> [EXTRACT]:
···

Leading Child Protection Corporation Microsoft Donates Software to Fight Child Porn

by Amanda Kloer · 2009-12-17 14:30:00 UTC

Microsoft has continued to cement their reputation as one of the leading corporations committed to fighting human trafficking and the sexual exploitation of children by donating software that will help remove child pornography from the Internet. The company has had a long-term partnership with the National Center for Missing and Exploited Children (NCMEC), and together they have worked to remove illegal child pornography from the Internet and identify both perpetrators and victims. Thank you, Microsoft, for living your slogan: Your potential, our passion. We have the passion to end child pornography and you certainly have the potential.

Microsoft is donating their PhotoDNA software to NCMEC to help them identify and remove images of child pornography. The software sounds amazing: it reads the data that makes up a photo very much like DNA. It can identify a photo's unique characteristics and remain accurate even if the photo's size changes dramatically. That's something NCMEC's previous software couldn't do, which might have allowed child pornography to go undetected simply because the owner changed the image size. PhotoDNA is a truly unique and significant technology that will change the way law enforcement and social service organizations are able to help victimized children.

···

> [PROBLEM SET]:
a - Print the part of the Microsoft article that begins at the words "Leading Child Protection" and stops after "have the potential.".
b - For each statement, answer yes or no according to the Microsoft article, and quote the words that decide it: (i) Microsoft is donating its PhotoDNA software to NCMEC. (ii) NCMEC's previous software could still identify a photo after its size changed dramatically. (iii) Microsoft's partnership with NCMEC is described as a new one.
The entries after this point have nothing to do with the Microsoft article.

> [THE DATA]:
···

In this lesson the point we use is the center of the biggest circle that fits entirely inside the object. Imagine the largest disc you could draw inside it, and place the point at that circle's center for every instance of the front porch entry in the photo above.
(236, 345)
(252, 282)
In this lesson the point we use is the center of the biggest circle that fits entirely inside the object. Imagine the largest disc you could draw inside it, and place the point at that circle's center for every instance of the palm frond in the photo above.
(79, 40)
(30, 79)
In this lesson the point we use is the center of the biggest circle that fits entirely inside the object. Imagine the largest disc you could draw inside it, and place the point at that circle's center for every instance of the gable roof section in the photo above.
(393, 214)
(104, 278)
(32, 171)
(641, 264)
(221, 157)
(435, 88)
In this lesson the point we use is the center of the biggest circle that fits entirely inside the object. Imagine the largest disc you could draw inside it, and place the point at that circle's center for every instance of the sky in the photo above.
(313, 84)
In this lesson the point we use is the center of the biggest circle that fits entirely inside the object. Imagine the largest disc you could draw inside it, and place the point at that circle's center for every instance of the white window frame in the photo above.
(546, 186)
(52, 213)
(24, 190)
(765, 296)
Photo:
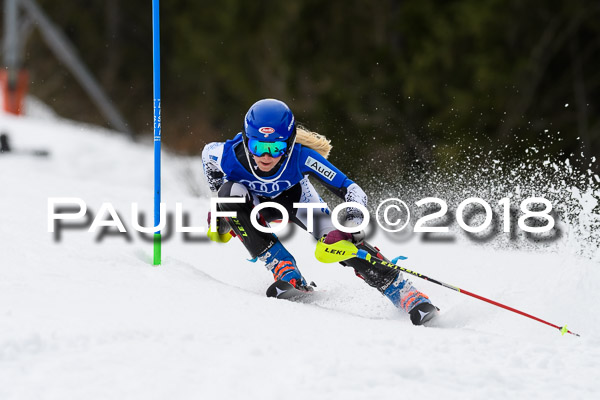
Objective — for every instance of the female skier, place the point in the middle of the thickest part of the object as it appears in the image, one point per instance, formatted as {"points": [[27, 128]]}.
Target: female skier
{"points": [[270, 160]]}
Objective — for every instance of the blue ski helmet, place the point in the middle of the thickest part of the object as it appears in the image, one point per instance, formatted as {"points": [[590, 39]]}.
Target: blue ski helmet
{"points": [[269, 127]]}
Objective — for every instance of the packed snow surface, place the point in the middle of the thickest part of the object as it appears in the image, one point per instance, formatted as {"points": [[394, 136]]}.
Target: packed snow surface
{"points": [[84, 316]]}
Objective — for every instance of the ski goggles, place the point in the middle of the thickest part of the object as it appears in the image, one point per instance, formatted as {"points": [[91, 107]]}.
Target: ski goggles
{"points": [[274, 149]]}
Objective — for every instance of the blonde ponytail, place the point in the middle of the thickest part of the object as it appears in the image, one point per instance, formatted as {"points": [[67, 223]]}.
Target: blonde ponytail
{"points": [[313, 140]]}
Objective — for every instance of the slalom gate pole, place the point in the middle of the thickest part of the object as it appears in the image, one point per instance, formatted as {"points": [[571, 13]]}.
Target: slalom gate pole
{"points": [[344, 250], [157, 126]]}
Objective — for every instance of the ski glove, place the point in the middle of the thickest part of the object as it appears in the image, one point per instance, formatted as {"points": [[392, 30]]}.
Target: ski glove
{"points": [[223, 233]]}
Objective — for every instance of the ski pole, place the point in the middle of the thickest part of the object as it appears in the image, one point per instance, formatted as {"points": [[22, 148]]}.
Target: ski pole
{"points": [[344, 250]]}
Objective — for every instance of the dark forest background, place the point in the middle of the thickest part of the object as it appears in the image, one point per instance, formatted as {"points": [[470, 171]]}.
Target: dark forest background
{"points": [[391, 83]]}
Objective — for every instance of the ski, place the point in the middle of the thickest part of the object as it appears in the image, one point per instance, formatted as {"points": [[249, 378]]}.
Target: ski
{"points": [[284, 290]]}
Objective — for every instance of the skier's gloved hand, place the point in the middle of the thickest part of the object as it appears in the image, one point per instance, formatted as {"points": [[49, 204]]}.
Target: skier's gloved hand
{"points": [[337, 235], [223, 233]]}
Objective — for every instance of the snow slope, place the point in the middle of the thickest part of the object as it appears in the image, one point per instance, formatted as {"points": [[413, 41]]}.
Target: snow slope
{"points": [[88, 319]]}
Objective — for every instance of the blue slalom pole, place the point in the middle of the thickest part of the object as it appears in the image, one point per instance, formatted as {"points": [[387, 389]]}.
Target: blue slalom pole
{"points": [[157, 127]]}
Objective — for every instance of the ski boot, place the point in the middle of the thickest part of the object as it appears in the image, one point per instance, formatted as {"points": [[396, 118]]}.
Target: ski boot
{"points": [[283, 266], [390, 282], [405, 296]]}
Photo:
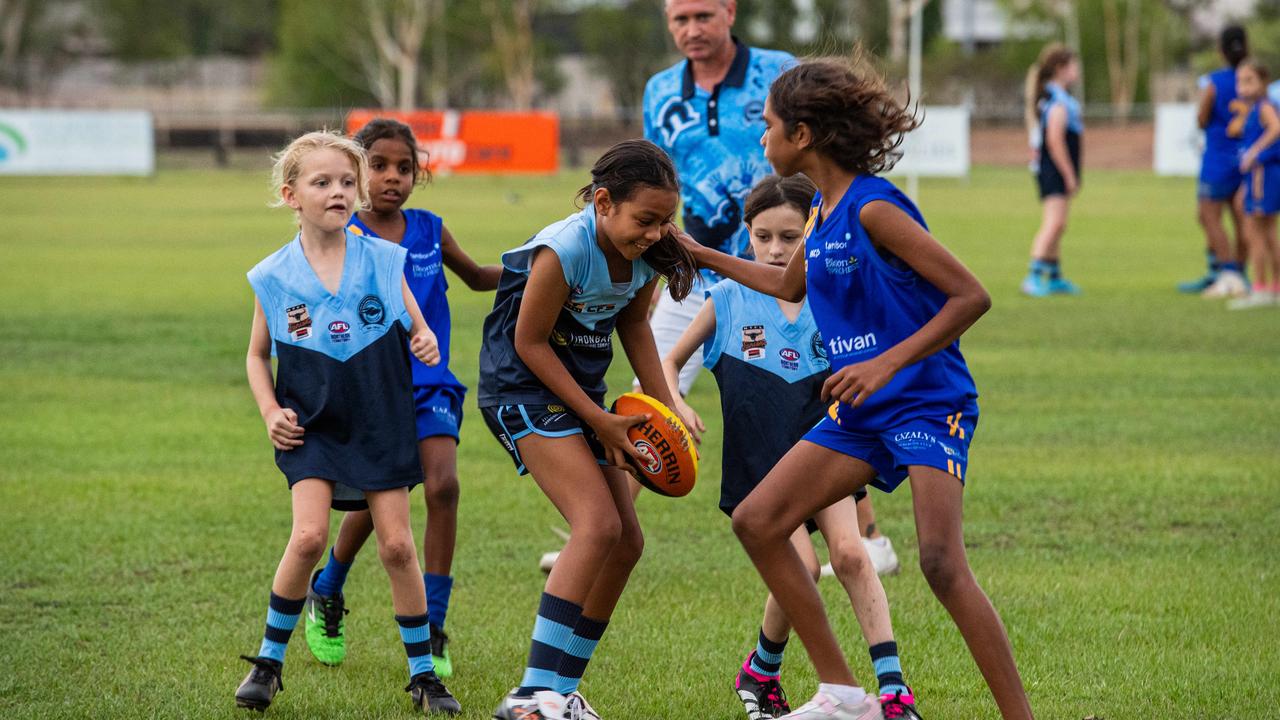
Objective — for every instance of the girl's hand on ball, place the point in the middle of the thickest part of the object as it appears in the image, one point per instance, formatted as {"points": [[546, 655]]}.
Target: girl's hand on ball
{"points": [[283, 428], [612, 432]]}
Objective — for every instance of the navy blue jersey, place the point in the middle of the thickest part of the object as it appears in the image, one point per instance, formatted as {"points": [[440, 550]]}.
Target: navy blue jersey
{"points": [[583, 336], [1253, 131], [343, 364], [769, 372], [424, 270], [867, 302], [714, 140]]}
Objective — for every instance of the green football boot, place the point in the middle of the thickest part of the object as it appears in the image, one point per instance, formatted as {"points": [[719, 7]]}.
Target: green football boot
{"points": [[325, 625]]}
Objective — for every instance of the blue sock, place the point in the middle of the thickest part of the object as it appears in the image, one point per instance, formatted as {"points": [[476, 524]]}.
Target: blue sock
{"points": [[438, 589], [332, 577], [282, 616], [888, 669], [416, 636], [767, 659], [552, 633], [577, 654]]}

···

> [RESPONSES PER TASK]:
a -
Leading Child Protection Corporation Microsoft Donates Software to Fight Child Porn

by Amanda Kloer · 2009-12-17 14:30:00 UTC

Microsoft has continued to cement their reputation as one of the leading corporations committed to fighting human trafficking and the sexual exploitation of children by donating software that will help remove child pornography from the Internet. The company has had a long-term partnership with the National Center for Missing and Exploited Children (NCMEC), and together they have worked to remove illegal child pornography from the Internet and identify both perpetrators and victims. Thank you, Microsoft, for living your slogan: Your potential, our passion. We have the passion to end child pornography and you certainly have the potential.

b -
(i) Yes: "Microsoft is donating their PhotoDNA software to NCMEC"
(ii) No: "That's something NCMEC's previous software couldn't do"
(iii) No: "The company has had a long-term partnership with the National Center for Missing and Exploited Children (NCMEC)"